#### Exercise details
Rewrite the lines of the entries below, from the line holding "The function MUST provide one marker per instance of the snow" through the end of the entries, both ends included. Keep the requests as they are, and add -72 to every x and y coordinate in the answers.

#### Material to process

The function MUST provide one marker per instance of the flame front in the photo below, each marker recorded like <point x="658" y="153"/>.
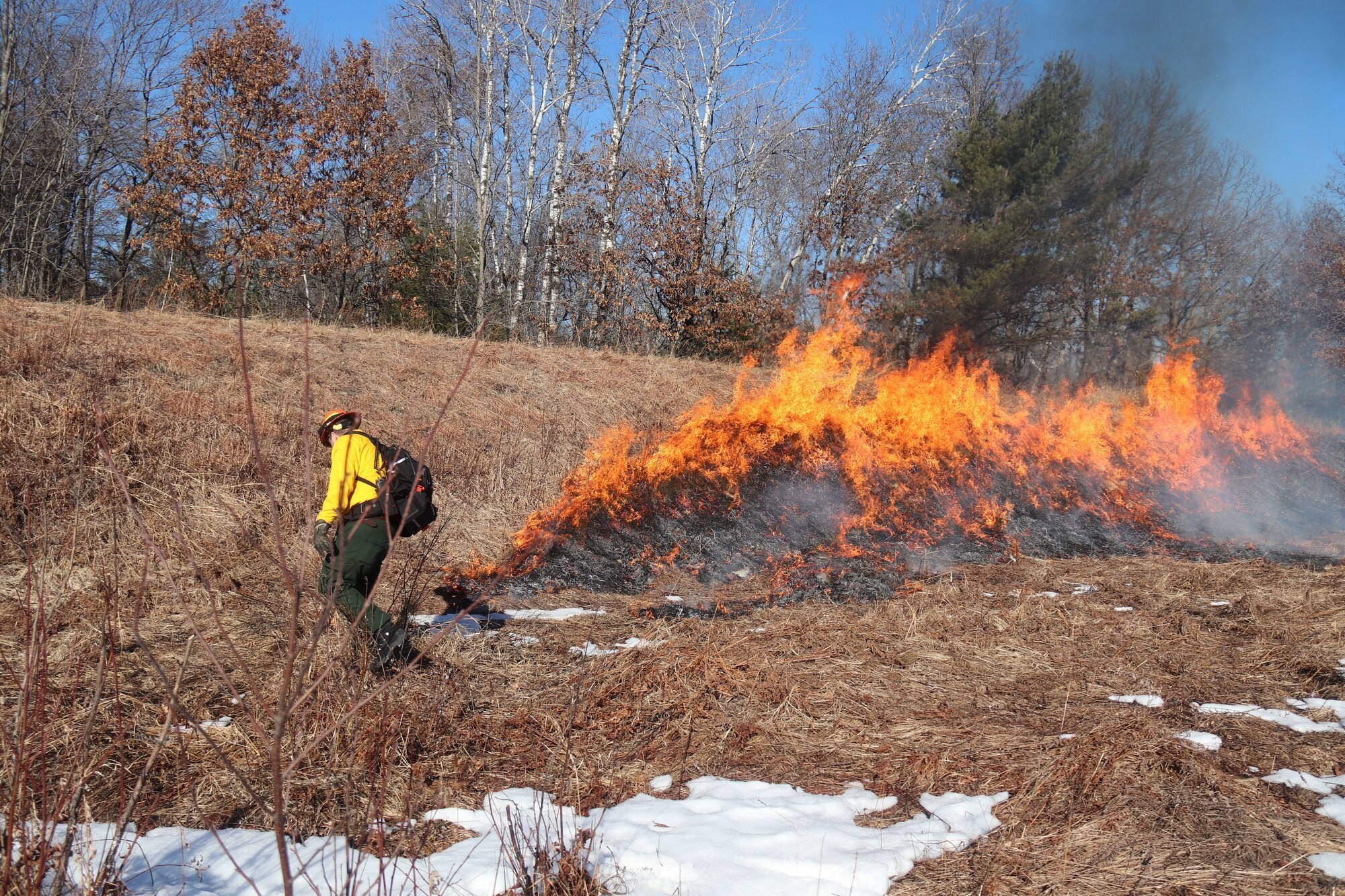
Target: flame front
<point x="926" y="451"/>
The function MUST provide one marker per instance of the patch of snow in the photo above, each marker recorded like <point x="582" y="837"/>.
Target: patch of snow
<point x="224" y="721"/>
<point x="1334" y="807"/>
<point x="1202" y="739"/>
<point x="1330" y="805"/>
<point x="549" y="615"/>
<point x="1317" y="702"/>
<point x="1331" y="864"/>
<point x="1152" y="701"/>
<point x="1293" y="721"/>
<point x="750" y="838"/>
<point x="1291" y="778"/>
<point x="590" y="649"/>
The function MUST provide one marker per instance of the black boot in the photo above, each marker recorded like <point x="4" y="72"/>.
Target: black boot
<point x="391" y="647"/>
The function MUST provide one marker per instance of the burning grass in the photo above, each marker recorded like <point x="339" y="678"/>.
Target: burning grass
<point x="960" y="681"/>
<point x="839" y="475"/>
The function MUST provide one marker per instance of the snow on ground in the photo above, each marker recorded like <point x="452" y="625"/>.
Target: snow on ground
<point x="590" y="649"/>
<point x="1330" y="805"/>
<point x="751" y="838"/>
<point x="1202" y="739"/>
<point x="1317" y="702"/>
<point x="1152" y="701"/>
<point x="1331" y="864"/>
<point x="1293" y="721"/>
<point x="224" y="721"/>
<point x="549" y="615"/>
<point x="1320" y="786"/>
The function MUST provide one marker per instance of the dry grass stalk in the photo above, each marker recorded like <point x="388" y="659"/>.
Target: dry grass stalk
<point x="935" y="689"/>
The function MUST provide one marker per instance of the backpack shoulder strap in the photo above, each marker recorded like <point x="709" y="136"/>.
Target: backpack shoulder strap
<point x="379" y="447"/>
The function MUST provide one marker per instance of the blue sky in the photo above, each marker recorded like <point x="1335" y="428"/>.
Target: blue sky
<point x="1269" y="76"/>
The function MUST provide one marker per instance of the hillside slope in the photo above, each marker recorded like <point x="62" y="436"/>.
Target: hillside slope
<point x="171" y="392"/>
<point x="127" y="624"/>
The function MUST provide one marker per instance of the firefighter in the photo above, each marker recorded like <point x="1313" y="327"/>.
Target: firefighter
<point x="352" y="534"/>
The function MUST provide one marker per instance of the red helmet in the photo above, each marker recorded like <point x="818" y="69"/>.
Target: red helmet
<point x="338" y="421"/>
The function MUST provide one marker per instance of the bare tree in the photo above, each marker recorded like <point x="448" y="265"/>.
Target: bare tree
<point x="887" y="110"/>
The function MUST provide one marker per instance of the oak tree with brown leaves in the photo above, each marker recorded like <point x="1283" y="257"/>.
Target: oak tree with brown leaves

#### Answer in full
The function MUST provide one marker per instance of the snow on ground in the photo above, each marker recorded like <point x="452" y="625"/>.
Target: snow on ground
<point x="518" y="577"/>
<point x="1258" y="733"/>
<point x="679" y="766"/>
<point x="1130" y="667"/>
<point x="1245" y="630"/>
<point x="1080" y="629"/>
<point x="1259" y="792"/>
<point x="1221" y="649"/>
<point x="152" y="649"/>
<point x="477" y="543"/>
<point x="1248" y="714"/>
The function MUST provide one marker per instance of the dry grass stalk in the photo above, each marker recorded like <point x="388" y="659"/>.
Target: dry grass stalk
<point x="863" y="617"/>
The function MUST provide one marker per instance of the backpack shoulder strap in the photo above, each marker recorded like <point x="709" y="136"/>.
Target: backpack shoulder strap
<point x="307" y="375"/>
The function MUST provide one marker per instance of the blue sky in the photo above, each marker recorded like <point x="1335" y="428"/>.
Target: blue sky
<point x="1197" y="4"/>
The function MUST provide one marker per instance of the hillside slope in the photo above, each marker recorded like <point x="62" y="436"/>.
Target: hillside slope
<point x="99" y="320"/>
<point x="55" y="552"/>
The function MUST provide one marker per instance of the firefighter in the photo above, each marker recorded like <point x="1313" y="327"/>.
Target: firefighter
<point x="280" y="462"/>
The function MUST provide one marker per instance of the red helmet in the photo above, each marker recorded like <point x="818" y="69"/>.
Target: red helmet
<point x="266" y="349"/>
The function MUST provide one marker per instance of the bare tree in the photo above, each marker recorded like <point x="448" y="265"/>.
Target: bare tree
<point x="815" y="38"/>
The function MUST provide one marker per instance of the oak tree with brown leaves in the photo above, each marker recorded like <point x="1283" y="257"/>.
Target: oak tree with brown leaves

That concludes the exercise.